__Data__
========

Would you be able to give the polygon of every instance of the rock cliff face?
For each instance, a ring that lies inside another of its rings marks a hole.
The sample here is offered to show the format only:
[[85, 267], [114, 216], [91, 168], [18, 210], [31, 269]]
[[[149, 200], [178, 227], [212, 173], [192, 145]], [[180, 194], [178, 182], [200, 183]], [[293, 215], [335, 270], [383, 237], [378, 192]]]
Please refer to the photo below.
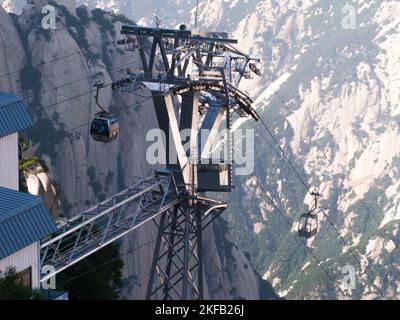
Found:
[[[164, 13], [168, 5], [184, 13]], [[168, 27], [193, 26], [193, 5], [108, 2], [129, 14], [151, 8]], [[205, 0], [200, 8], [202, 30], [232, 30], [241, 47], [262, 58], [263, 79], [248, 88], [302, 179], [322, 193], [346, 244], [322, 212], [319, 233], [307, 243], [321, 262], [296, 237], [311, 199], [261, 126], [255, 174], [293, 227], [254, 178], [243, 179], [230, 201], [235, 242], [289, 298], [399, 298], [399, 1]], [[152, 15], [131, 15], [154, 25]], [[346, 265], [356, 268], [358, 282], [344, 295]]]
[[[145, 134], [157, 124], [151, 100], [108, 87], [101, 90], [100, 103], [119, 116], [120, 136], [108, 145], [90, 138], [96, 112], [94, 83], [108, 84], [125, 77], [128, 66], [140, 67], [135, 53], [115, 45], [121, 24], [128, 20], [84, 6], [75, 9], [74, 1], [49, 1], [57, 7], [57, 28], [44, 30], [41, 8], [47, 3], [29, 1], [19, 15], [8, 15], [0, 7], [0, 90], [24, 97], [35, 121], [26, 137], [40, 142], [37, 152], [60, 186], [63, 211], [71, 217], [131, 185], [135, 177], [152, 173], [154, 168], [145, 161]], [[47, 176], [28, 175], [30, 191], [41, 194], [48, 187], [43, 179]], [[221, 241], [225, 234], [218, 225], [214, 229], [205, 244], [206, 264], [215, 267], [206, 275], [209, 297], [258, 299], [262, 281], [235, 246], [218, 249], [214, 232]], [[123, 239], [122, 298], [144, 297], [153, 248], [137, 248], [155, 236], [150, 225]]]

========

__Task__
Render every line of the rows above as a JSON list of strings, one string per line, skipping blank lines and leaving out the pictures.

__Written answer__
[
  "Would you be able to give the polygon of every instance of the rock cliff face?",
  "For each instance, a ring that lies inside another of its rings marks a hole.",
  "The sample here is offered to show the format only:",
  "[[85, 267], [114, 216], [91, 168], [18, 210], [31, 269]]",
  "[[[149, 200], [178, 227], [212, 173], [192, 145]], [[180, 194], [178, 182], [200, 183]], [[293, 215], [335, 270], [383, 237], [378, 192]]]",
  "Please refer to the photo below.",
  "Found:",
  "[[[164, 13], [168, 5], [184, 13]], [[168, 27], [193, 26], [193, 5], [108, 2], [129, 14], [151, 8]], [[205, 0], [200, 8], [202, 30], [232, 30], [241, 47], [262, 58], [263, 79], [248, 88], [302, 179], [322, 193], [346, 244], [322, 212], [319, 233], [307, 243], [321, 262], [296, 237], [311, 199], [261, 126], [255, 174], [293, 227], [254, 178], [243, 179], [230, 201], [235, 242], [289, 298], [399, 298], [399, 1]], [[152, 15], [131, 15], [154, 25]], [[346, 265], [356, 268], [358, 282], [344, 295]]]",
  "[[[145, 134], [157, 124], [151, 100], [108, 87], [101, 90], [100, 103], [119, 116], [120, 136], [108, 145], [90, 138], [96, 112], [94, 83], [108, 84], [125, 77], [128, 66], [140, 67], [135, 53], [115, 45], [121, 24], [128, 20], [84, 6], [75, 9], [74, 1], [49, 1], [57, 7], [57, 28], [44, 30], [41, 8], [47, 3], [29, 1], [19, 15], [8, 15], [0, 7], [0, 90], [24, 97], [35, 121], [26, 137], [40, 142], [37, 152], [60, 186], [63, 211], [71, 217], [131, 185], [135, 177], [152, 173], [154, 168], [145, 161]], [[47, 176], [28, 175], [30, 191], [41, 194], [48, 187], [43, 179]], [[221, 241], [225, 234], [218, 225], [214, 229], [205, 244], [206, 264], [215, 267], [206, 275], [209, 297], [258, 299], [262, 281], [235, 246], [218, 249], [214, 232]], [[123, 239], [122, 298], [144, 297], [153, 248], [137, 248], [155, 236], [150, 225]]]"
]